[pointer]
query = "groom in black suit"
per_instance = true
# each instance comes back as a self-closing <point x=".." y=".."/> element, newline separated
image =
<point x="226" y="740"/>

════

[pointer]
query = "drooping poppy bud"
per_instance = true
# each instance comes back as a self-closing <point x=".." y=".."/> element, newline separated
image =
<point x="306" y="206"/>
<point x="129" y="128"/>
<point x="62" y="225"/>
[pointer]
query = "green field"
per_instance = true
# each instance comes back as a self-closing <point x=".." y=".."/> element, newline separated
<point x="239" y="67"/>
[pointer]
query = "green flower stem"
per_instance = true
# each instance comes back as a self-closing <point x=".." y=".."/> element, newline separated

════

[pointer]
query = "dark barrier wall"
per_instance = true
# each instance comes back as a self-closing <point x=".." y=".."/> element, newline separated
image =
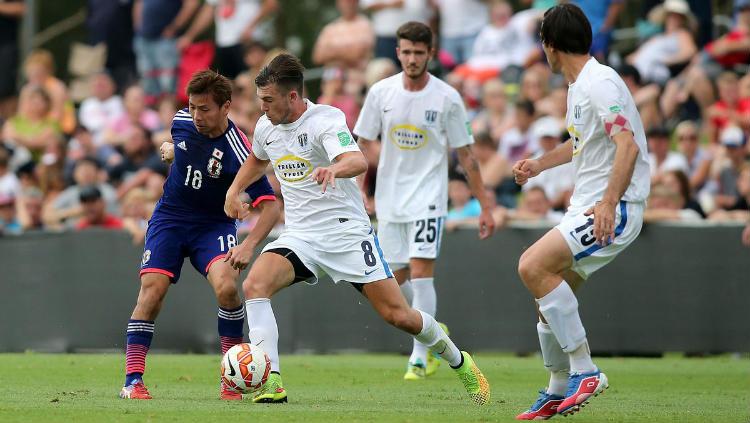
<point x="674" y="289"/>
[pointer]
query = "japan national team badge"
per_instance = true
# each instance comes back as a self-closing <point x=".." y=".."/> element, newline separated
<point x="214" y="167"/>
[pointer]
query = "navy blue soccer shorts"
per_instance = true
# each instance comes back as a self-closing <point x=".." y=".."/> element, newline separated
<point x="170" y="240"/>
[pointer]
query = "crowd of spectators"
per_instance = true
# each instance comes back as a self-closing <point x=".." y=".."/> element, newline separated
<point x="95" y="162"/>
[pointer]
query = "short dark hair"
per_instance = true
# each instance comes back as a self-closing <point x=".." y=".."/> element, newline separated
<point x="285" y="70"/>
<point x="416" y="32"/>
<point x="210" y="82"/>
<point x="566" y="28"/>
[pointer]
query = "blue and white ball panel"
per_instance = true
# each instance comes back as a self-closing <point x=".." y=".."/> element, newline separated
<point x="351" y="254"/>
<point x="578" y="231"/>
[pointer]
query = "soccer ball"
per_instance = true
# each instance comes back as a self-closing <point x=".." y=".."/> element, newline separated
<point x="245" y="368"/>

════

Return each line of the items above that contains the string "soccer". Matching is case-sensitive.

● **TASK RESULT**
query = "navy blue soccer shorts"
query = "soccer ball"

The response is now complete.